## [Source excerpt]
The Ultimate Email Marketing Benchmarks (2019): By Day, Industry

The Ultimate Email Marketing Benchmarks (2019): By Day, Industry

Introduction
We analyzed millions of email campaigns. This is what we found.
Email marketing benchmarks provide you with valuable information about the health of your email sends. They allow you to see how your campaigns compare to industry standards and find opportunities to improve your strategy and, ultimately, get better results.
And over the past several years, we’ve had countless users ask for industry benchmarks based on real campaign data, but we didn’t have it — until now. Today, we are excited to share our findings for 2019 email marketing benchmarks by industry and day, based on millions of Campaign Monitor customer emails.
Chapter 1
Email benchmarks by industry and day, based on real campaign data
We analyzed over 30 billion emails sent across 4.2 million campaigns sent through Campaign Monitor in 2018. Then we compiled the results into a single, comprehensive resource so that any email marketer can easily see industry norms and see how they stack up.
Explore the data below to discover how your emails perform compared to others in your industry based on key metrics like open rate, click rate, unsubscribes and more.
Average email benchmarks for all industries
Average open rate: 17.92%
Average click rate: 14.10%
Average bounce rate: 1.06%
So what did we learn? Here are the top takeaways for email marketers, based on an analysis of over three billion emails.

## [Problem 1]
Edit the records from the line containing "object_class: outstretched arm" through the end of the records, replacing "Find" with "Locate" and leaving everything else unchanged. Return only that part.

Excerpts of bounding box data
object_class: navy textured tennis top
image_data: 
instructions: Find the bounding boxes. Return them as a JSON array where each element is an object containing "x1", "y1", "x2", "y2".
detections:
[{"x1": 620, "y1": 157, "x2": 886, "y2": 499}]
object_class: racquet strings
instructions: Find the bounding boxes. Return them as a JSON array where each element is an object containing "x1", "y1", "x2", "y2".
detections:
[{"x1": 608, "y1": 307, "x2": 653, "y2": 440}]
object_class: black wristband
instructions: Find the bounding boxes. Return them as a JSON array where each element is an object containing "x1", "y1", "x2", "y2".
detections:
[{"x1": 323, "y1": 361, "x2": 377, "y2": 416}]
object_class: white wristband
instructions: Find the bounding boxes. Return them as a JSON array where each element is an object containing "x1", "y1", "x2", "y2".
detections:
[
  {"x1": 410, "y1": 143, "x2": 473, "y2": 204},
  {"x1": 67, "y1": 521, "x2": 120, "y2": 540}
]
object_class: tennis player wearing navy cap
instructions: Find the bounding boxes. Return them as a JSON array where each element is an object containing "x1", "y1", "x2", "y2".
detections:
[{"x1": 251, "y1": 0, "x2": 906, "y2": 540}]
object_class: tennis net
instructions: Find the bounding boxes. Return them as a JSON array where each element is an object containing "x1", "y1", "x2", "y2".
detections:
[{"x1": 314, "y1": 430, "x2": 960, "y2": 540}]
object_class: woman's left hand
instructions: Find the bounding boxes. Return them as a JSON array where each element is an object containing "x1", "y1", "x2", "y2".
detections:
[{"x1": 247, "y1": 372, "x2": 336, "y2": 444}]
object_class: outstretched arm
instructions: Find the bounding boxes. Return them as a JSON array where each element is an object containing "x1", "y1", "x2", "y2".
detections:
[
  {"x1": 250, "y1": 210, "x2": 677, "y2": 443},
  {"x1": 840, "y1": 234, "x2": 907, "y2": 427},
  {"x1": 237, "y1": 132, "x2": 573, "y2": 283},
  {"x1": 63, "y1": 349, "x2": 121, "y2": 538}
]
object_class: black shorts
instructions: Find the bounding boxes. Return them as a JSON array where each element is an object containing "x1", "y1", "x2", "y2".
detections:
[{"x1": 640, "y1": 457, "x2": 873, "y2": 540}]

## [Problem 2]
Pick up the email marketing benchmarks text after its last sentence and continue writing it.

## [Final result 1]
object_class: outstretched arm
instructions: Locate the bounding boxes. Return them as a JSON array where each element is an object containing "x1", "y1", "x2", "y2".
detections:
[
  {"x1": 250, "y1": 210, "x2": 677, "y2": 443},
  {"x1": 840, "y1": 234, "x2": 907, "y2": 427},
  {"x1": 237, "y1": 132, "x2": 573, "y2": 283},
  {"x1": 63, "y1": 349, "x2": 121, "y2": 538}
]
object_class: black shorts
instructions: Locate the bounding boxes. Return them as a JSON array where each element is an object containing "x1", "y1", "x2", "y2".
detections:
[{"x1": 640, "y1": 457, "x2": 873, "y2": 540}]

## [Final result 2]
Best days for email marketing
Best day for highest email open rates: Thursday
Best day for lowest unsubscribe rates: Sunday or Monday
Best day for highest click rates: Saturday
Best day for lowest bounce rates: Monday
Worst days for email marketing
Worst day for lowest email open rates: Sunday
Worst day for highest unsubscribe rates: Wednesday
Worst day for lowest click rates: Monday
Worst day for highest bounce rates: Friday
Top industries by open rate
Nonprofit (20.39%)
Explore more resources on open rates »
Email click rate
The email click rate (also known as an email click-through rate) is the percentage of people who click on a link or image within an email. The email click rate may be considered a measure of the immediate response rate of an email, but not the overall success.
It is often a key metric used to measure the success—or lack of success—of a specific email campaign. We found an average email click rate of 14.10%.
How to improve your email click rate:
Make sure your email renders well across devices
Collect the right data to segment and personalize
Optimize your email design and copy
Include an irresistible, easy-to-click call-to-action
A/B test each email element individually
Automate your emails to scale what works
Explore more resources on click rates »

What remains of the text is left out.